Count the lines of the records below that contain the string "pixels", matching case exactly. Reply with the number alone.

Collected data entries

- Opening Delimiter -

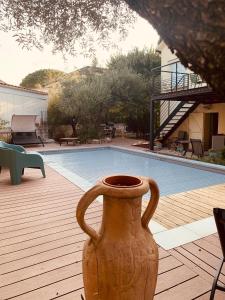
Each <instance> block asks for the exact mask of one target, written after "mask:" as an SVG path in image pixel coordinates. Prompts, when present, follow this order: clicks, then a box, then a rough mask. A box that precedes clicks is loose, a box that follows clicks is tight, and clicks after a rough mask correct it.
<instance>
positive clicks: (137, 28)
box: [0, 17, 159, 85]
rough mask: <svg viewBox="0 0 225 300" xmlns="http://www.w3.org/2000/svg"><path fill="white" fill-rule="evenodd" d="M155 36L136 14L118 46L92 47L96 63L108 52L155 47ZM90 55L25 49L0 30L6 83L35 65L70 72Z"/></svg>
mask: <svg viewBox="0 0 225 300" xmlns="http://www.w3.org/2000/svg"><path fill="white" fill-rule="evenodd" d="M158 39H159V36H158V34H157V32H156V31H155V30H154V29H153V27H152V26H151V25H150V24H149V23H148V22H147V21H145V20H143V19H141V18H139V17H138V19H137V22H136V23H135V25H134V26H133V28H131V29H129V32H128V36H127V37H126V39H125V40H123V41H120V40H119V38H118V41H116V44H117V46H118V49H110V50H105V49H102V48H100V47H99V46H97V47H96V58H97V60H98V66H101V67H105V65H106V63H107V61H108V60H109V58H110V56H111V55H115V54H116V53H118V52H119V53H124V54H125V53H127V52H128V51H130V50H132V49H133V48H135V47H138V48H139V49H143V48H144V47H147V48H150V47H154V48H155V47H156V45H157V42H158ZM92 59H93V58H85V57H83V56H81V55H79V56H76V57H71V56H67V58H66V61H65V60H64V58H63V57H62V55H61V54H60V53H58V54H55V55H53V54H52V52H51V48H50V47H49V46H48V47H47V46H46V47H44V49H43V50H42V51H40V50H38V49H35V48H33V49H32V50H30V51H28V50H25V49H22V48H21V47H20V46H19V45H18V44H17V42H16V41H15V39H14V38H13V37H12V34H10V33H3V32H0V65H1V67H0V80H3V81H5V82H7V83H9V84H15V85H19V84H20V83H21V81H22V79H23V78H24V77H25V76H26V75H27V74H29V73H32V72H34V71H36V70H39V69H58V70H62V71H64V72H71V71H74V70H76V69H79V68H82V67H85V66H88V65H91V62H92Z"/></svg>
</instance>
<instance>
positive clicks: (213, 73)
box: [125, 0, 225, 97]
mask: <svg viewBox="0 0 225 300" xmlns="http://www.w3.org/2000/svg"><path fill="white" fill-rule="evenodd" d="M125 2H126V3H127V4H128V5H129V6H130V8H131V9H133V10H134V11H136V12H137V13H138V14H139V15H140V16H141V17H143V18H145V19H146V20H147V21H149V22H150V23H151V24H152V25H153V26H154V27H155V29H156V30H157V31H158V33H159V35H160V36H161V37H162V39H163V40H164V41H165V43H166V44H167V45H168V46H169V48H170V49H171V50H172V52H175V54H176V55H177V56H178V58H179V59H180V61H181V63H182V64H183V65H184V66H186V67H188V68H190V69H191V70H193V71H194V72H195V73H198V74H200V75H201V77H202V78H203V79H205V80H206V82H208V83H209V84H210V85H211V87H212V88H213V89H214V91H215V92H216V93H217V94H219V95H222V96H224V97H225V1H224V0H211V1H210V0H188V1H187V0H179V1H178V0H138V1H137V0H125Z"/></svg>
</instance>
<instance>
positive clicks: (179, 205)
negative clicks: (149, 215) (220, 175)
mask: <svg viewBox="0 0 225 300" xmlns="http://www.w3.org/2000/svg"><path fill="white" fill-rule="evenodd" d="M213 207H221V208H225V183H224V184H219V185H213V186H209V187H206V188H201V189H196V190H192V191H188V192H183V193H179V194H174V195H169V196H163V197H161V198H160V202H159V205H158V207H157V210H156V212H155V214H154V220H155V221H156V222H158V223H160V224H161V225H163V226H164V227H166V228H168V229H171V228H175V227H177V226H181V225H185V224H188V223H192V222H195V221H198V220H201V219H204V218H207V217H210V216H212V211H213Z"/></svg>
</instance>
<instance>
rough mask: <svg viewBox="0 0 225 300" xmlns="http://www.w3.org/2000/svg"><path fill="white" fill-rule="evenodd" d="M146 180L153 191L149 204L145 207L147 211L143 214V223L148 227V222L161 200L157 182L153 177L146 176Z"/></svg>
mask: <svg viewBox="0 0 225 300" xmlns="http://www.w3.org/2000/svg"><path fill="white" fill-rule="evenodd" d="M145 180H147V181H148V184H149V188H150V191H151V198H150V201H149V203H148V206H147V207H146V209H145V212H144V213H143V215H142V218H141V223H142V226H143V227H144V228H148V223H149V221H150V220H151V218H152V216H153V214H154V212H155V210H156V207H157V205H158V202H159V188H158V185H157V183H156V182H155V181H154V180H153V179H150V178H145Z"/></svg>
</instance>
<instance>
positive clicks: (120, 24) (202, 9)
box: [0, 0, 225, 96]
mask: <svg viewBox="0 0 225 300" xmlns="http://www.w3.org/2000/svg"><path fill="white" fill-rule="evenodd" d="M134 12H135V13H137V14H138V15H140V16H141V17H143V18H145V19H146V20H147V21H149V22H150V23H151V24H152V25H153V26H154V27H155V28H156V30H157V31H158V33H159V34H160V36H161V37H162V38H163V40H164V41H165V42H166V43H167V44H168V46H169V47H170V48H171V50H172V51H174V52H175V53H176V54H177V56H178V57H179V58H180V60H181V62H182V63H183V64H184V65H185V66H187V67H189V68H191V69H192V70H193V71H195V72H196V73H199V74H200V75H201V76H202V77H203V78H204V79H205V80H206V81H207V82H208V83H209V84H210V85H211V86H212V87H213V88H214V90H215V91H216V92H217V93H218V94H220V95H223V96H225V80H224V76H225V55H224V54H225V43H224V35H225V1H224V0H210V1H209V0H189V1H186V0H179V1H177V0H89V1H83V0H64V1H61V0H55V1H52V0H39V1H36V0H30V1H24V0H16V1H14V0H0V29H1V30H4V31H11V32H14V34H15V37H16V39H17V41H18V42H19V43H20V44H22V45H23V46H24V47H30V46H32V45H35V46H37V47H41V46H42V44H43V42H44V43H52V44H53V45H54V51H66V52H71V53H75V52H76V51H75V50H76V46H75V45H76V42H79V44H80V45H83V49H88V51H91V50H92V49H93V46H94V42H96V40H97V41H98V42H101V43H102V44H106V45H107V44H108V41H109V37H110V36H111V33H112V32H113V31H115V30H117V31H118V30H119V31H120V32H122V33H124V31H126V28H127V24H130V23H132V22H133V21H134V18H135V13H134Z"/></svg>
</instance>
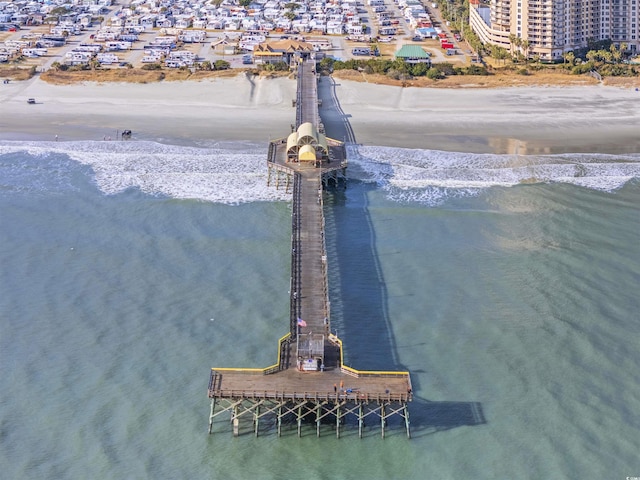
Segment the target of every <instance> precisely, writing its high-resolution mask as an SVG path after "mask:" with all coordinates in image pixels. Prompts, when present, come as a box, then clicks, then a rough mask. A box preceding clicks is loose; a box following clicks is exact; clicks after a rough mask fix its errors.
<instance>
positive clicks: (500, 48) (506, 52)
mask: <svg viewBox="0 0 640 480" xmlns="http://www.w3.org/2000/svg"><path fill="white" fill-rule="evenodd" d="M491 56H492V57H493V58H495V59H496V60H502V64H503V65H504V63H505V60H506V59H507V58H508V57H509V52H508V51H507V49H506V48H502V47H499V46H497V45H491Z"/></svg>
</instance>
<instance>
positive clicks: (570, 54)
mask: <svg viewBox="0 0 640 480" xmlns="http://www.w3.org/2000/svg"><path fill="white" fill-rule="evenodd" d="M562 57H563V58H564V61H565V62H569V65H571V66H573V62H575V61H576V56H575V54H574V53H573V52H567V53H565V54H564V55H562Z"/></svg>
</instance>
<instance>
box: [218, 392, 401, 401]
mask: <svg viewBox="0 0 640 480" xmlns="http://www.w3.org/2000/svg"><path fill="white" fill-rule="evenodd" d="M209 397H210V398H214V397H216V398H234V399H247V400H263V399H271V400H313V401H331V402H336V401H353V402H360V403H369V402H377V403H382V402H407V401H408V397H409V394H408V393H385V394H377V395H376V394H369V393H359V392H357V391H354V392H351V393H345V392H343V393H336V392H333V391H330V392H283V391H277V390H272V391H270V390H215V391H213V392H210V395H209Z"/></svg>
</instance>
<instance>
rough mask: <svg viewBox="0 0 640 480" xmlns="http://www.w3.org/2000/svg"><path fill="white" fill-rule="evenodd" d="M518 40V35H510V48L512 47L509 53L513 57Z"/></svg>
mask: <svg viewBox="0 0 640 480" xmlns="http://www.w3.org/2000/svg"><path fill="white" fill-rule="evenodd" d="M517 38H518V37H516V34H515V33H511V34H509V47H510V49H509V52H510V53H511V55H513V47H514V46H515V44H516V39H517Z"/></svg>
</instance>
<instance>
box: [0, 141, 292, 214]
mask: <svg viewBox="0 0 640 480" xmlns="http://www.w3.org/2000/svg"><path fill="white" fill-rule="evenodd" d="M15 152H23V153H26V154H29V155H31V156H32V157H36V158H51V157H52V156H54V155H56V154H64V155H66V156H67V157H68V158H70V159H71V160H73V161H75V162H78V163H80V164H83V165H88V166H90V167H91V169H92V170H93V172H94V176H95V182H96V184H97V186H98V187H99V188H100V190H101V191H103V192H104V193H106V194H117V193H120V192H122V191H124V190H127V189H129V188H138V189H140V191H142V192H145V193H148V194H155V195H166V196H169V197H173V198H183V199H187V198H189V199H198V200H203V201H211V202H217V203H228V204H237V203H243V202H255V201H282V200H290V194H288V193H285V191H284V189H282V188H281V189H279V190H277V189H276V188H274V187H267V168H266V145H265V146H260V145H256V144H247V143H241V144H227V145H213V146H210V147H184V146H175V145H164V144H160V143H154V142H109V141H106V142H64V143H63V142H60V143H55V142H5V143H0V154H7V153H15Z"/></svg>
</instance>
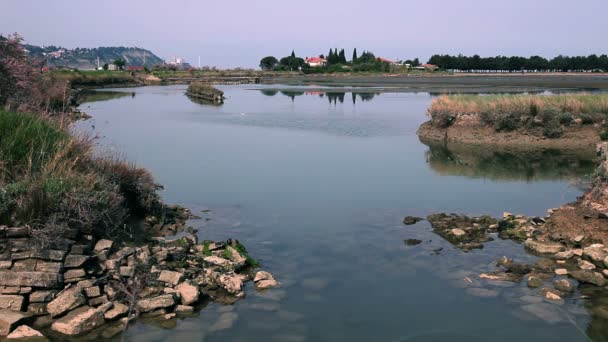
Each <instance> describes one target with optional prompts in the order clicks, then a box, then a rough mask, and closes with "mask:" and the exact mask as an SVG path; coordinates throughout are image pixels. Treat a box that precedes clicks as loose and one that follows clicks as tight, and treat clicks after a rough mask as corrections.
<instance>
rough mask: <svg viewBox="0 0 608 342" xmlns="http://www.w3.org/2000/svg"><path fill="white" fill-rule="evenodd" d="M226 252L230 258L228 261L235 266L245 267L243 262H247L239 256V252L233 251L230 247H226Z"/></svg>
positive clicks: (236, 251)
mask: <svg viewBox="0 0 608 342" xmlns="http://www.w3.org/2000/svg"><path fill="white" fill-rule="evenodd" d="M226 250H227V251H228V253H229V255H230V257H229V259H230V261H232V262H234V263H235V264H237V265H245V262H247V258H245V257H244V256H242V255H241V253H239V251H237V250H236V249H234V248H233V247H231V246H226Z"/></svg>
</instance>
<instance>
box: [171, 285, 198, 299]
mask: <svg viewBox="0 0 608 342" xmlns="http://www.w3.org/2000/svg"><path fill="white" fill-rule="evenodd" d="M175 289H176V290H177V291H178V292H179V295H180V298H181V303H182V305H190V304H194V303H196V302H198V297H199V289H198V286H195V285H192V284H190V283H187V282H183V283H181V284H179V285H177V286H176V287H175Z"/></svg>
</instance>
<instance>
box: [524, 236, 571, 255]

- Closing Delimiter -

> [WRITTEN ANSWER]
2